Items listed in a dataset
---

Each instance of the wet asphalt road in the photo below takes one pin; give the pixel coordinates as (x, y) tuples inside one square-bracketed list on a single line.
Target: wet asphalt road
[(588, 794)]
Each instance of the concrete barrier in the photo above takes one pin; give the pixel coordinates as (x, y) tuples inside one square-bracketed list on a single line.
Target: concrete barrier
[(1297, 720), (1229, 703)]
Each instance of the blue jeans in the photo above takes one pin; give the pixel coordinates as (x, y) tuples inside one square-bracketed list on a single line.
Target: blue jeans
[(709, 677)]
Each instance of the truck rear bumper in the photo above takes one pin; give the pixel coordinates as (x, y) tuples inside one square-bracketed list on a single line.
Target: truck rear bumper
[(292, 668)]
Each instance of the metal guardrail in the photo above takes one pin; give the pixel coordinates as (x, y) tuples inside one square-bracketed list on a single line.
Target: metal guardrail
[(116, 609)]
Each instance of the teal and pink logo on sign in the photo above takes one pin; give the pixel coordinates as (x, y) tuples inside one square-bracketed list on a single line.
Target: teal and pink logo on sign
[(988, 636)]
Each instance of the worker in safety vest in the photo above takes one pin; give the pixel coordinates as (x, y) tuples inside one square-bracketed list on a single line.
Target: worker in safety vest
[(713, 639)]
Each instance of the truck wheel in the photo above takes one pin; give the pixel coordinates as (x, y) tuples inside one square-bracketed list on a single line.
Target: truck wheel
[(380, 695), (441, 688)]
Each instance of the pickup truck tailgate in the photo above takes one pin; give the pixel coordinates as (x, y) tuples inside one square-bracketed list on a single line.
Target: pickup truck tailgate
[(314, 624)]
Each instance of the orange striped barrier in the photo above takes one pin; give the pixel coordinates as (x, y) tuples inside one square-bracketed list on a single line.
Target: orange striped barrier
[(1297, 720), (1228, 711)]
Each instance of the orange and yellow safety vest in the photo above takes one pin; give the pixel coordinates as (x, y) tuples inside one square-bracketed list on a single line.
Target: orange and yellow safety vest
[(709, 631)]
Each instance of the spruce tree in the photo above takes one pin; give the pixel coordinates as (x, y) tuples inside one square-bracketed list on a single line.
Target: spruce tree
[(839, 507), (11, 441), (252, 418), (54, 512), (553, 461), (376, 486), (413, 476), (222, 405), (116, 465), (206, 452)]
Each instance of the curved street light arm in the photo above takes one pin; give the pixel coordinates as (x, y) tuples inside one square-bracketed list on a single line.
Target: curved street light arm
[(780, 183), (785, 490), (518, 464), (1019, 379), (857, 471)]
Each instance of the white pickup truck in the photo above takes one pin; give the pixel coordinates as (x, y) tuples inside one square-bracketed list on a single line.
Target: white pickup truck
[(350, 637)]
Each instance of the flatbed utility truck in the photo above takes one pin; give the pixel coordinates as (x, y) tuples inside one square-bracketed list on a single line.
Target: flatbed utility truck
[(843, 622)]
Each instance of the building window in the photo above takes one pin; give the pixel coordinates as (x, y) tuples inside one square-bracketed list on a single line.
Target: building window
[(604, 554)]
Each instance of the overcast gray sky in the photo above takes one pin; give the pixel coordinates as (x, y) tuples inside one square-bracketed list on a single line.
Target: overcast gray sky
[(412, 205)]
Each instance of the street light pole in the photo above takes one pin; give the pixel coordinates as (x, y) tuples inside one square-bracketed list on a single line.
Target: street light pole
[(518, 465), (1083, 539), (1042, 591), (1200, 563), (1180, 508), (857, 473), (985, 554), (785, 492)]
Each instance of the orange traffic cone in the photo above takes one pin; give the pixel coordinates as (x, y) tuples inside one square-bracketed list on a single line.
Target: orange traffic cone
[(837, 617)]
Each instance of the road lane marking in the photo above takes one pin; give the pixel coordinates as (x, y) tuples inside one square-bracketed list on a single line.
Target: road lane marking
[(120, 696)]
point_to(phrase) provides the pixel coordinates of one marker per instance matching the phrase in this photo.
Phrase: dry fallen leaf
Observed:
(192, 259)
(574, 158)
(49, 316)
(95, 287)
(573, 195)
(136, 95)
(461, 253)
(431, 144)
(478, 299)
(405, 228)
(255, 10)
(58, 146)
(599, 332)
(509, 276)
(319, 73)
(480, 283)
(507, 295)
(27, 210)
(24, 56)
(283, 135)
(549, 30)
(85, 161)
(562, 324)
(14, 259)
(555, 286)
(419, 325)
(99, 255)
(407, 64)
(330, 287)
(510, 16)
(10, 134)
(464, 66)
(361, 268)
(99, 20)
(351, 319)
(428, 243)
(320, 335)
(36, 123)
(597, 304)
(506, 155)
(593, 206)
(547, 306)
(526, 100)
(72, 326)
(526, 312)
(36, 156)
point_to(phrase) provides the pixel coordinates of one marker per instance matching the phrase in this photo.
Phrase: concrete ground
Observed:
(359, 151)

---

**Problem to work on**
Please transcribe the data shown above in full, exactly as it stands.

**Final answer**
Each instance of the wet asphalt road in the photo below takes one pin; give the pixel coordinates as (x, y) tuples inside one square-bracketed list on a single line.
Target: wet asphalt road
[(588, 794)]
Each instance of the concrete barrier in the photo above takes one pin; give the pixel coordinates as (x, y) tuples inside one square-bracketed list on a single line.
Target: concrete barrier
[(1297, 720), (1229, 703)]
Each instance of the blue jeans in the photo above takes one pin; give the pixel coordinates as (x, y) tuples inside one square-bracketed list on a single line.
Target: blue jeans
[(709, 677)]
Each instance of the truck rear bumper in the photo above takes one pin; give the pixel coordinates as (x, y) tuples inside one square-bracketed list on a single line.
Target: truck rear bumper
[(292, 668)]
Each instance of the metal guardrail in the photo above takes one pin; give the pixel coordinates as (x, y) tuples inside one square-bracketed list on a single line.
Target: metal guardrail
[(116, 609)]
Each instance of the teal and pink logo on sign in the photo above takes one pin; give the pixel coordinates as (x, y) tuples inside one square-bracketed list on a single line.
Target: teal and pink logo on sign
[(988, 636)]
Each instance of the worker in safety vest in the photo above takes one pin; give the pixel coordinates as (x, y) tuples inside one square-bracketed list on a single line.
Target: worker in safety vest
[(713, 639)]
Each instance of the truck wheel in the photo above takes one pin; give the pixel coordinates as (x, y) tuples inside one square-bracketed list on a single line.
Target: truck wheel
[(380, 695), (441, 688)]
Each instance of the pickup truck tailgate in the photo above takes one pin; give the pixel coordinates as (x, y) tuples inside one square-bracketed list on a single line.
Target: pickup truck tailgate
[(314, 624)]
Each instance of the orange striped barrier in the photo above takes one pin; give the pixel coordinates as (x, y) tuples inside one square-bracketed list on a single line.
Target: orange striped barrier
[(1297, 720), (1228, 711)]
Each instance of the orange and yellow safety vest in the photo above takes one pin; give the pixel coordinates as (x, y) tuples inside one square-bracketed list on a single line.
Target: orange and yellow safety vest
[(709, 631)]
Each instance of the spruce tree in the photo above takes one pin; give the pixel coordinates as (x, y) tuples inside one square-bracketed list on a single line.
Target: spruce tree
[(839, 507), (11, 441), (252, 418), (54, 512), (553, 461), (376, 486), (413, 476), (222, 405), (116, 465), (206, 452)]
Each instance of the curved street light arm in the photo above takes one pin; give the pixel coordinates as (x, y) tuples inside one square-bracketed list on a single line.
Target: curved street light arm
[(780, 183), (785, 490), (518, 464), (1019, 379), (857, 471)]
Each instance of the white pickup truck in the photo above takes one pin; give the pixel coordinates as (x, y) tuples inside one square-bracketed list on a single line.
Target: white pickup truck
[(350, 637)]
Each instance of the flatbed utility truck in the photo above takes one pin; give the pixel coordinates as (x, y) tuples inside one square-bracketed list on a single line.
Target: flatbed utility truck
[(843, 622)]
Each instance of the building window in the photo above takes one pin; give the pixel coordinates as (x, y) tuples inside one square-bracketed list on a single line.
Target: building window
[(604, 554)]
Each instance of the overcast gray sky in the photo above takes one pin; give the pixel coordinates as (x, y) tuples inside one square-bracketed list on a single line.
Target: overcast gray sky
[(412, 205)]
Each instance of the street light pole in the photo above takes one pin; give the pixel coordinates as (x, y) tuples inside one square-bracketed list on a single line.
Target: street light pole
[(518, 465), (1083, 539), (1042, 591), (1200, 563), (1180, 508), (857, 473), (985, 554), (785, 492)]
Each instance of the orange traffic cone in the photo above takes one pin; give the pixel coordinates as (x, y) tuples inside one square-bracketed list on a single line.
Target: orange traffic cone
[(837, 617)]
Each instance of the road lane marking in the photo above takes one pin; give the pixel coordinates as (x, y) tuples inside one square-bracketed list on a single line.
Target: road lane marking
[(120, 696)]
point_to(phrase) provides the pixel coordinates of one marker per instance matching the phrase in this photo.
Phrase: dry fallen leaf
Observed:
(192, 259)
(574, 158)
(49, 316)
(95, 287)
(573, 195)
(136, 95)
(461, 253)
(431, 144)
(478, 299)
(405, 228)
(255, 10)
(58, 146)
(599, 332)
(509, 276)
(319, 73)
(480, 283)
(507, 295)
(27, 210)
(24, 56)
(283, 135)
(549, 30)
(85, 161)
(562, 324)
(14, 259)
(555, 286)
(419, 325)
(99, 255)
(407, 64)
(330, 287)
(510, 16)
(10, 134)
(464, 66)
(361, 268)
(99, 20)
(351, 319)
(428, 243)
(320, 335)
(36, 123)
(597, 304)
(506, 155)
(593, 206)
(547, 306)
(526, 100)
(72, 326)
(526, 312)
(36, 156)
point_to(phrase) provides the pixel coordinates of one marker per instance matching the phrase in this photo.
Phrase: concrete ground
Observed:
(359, 151)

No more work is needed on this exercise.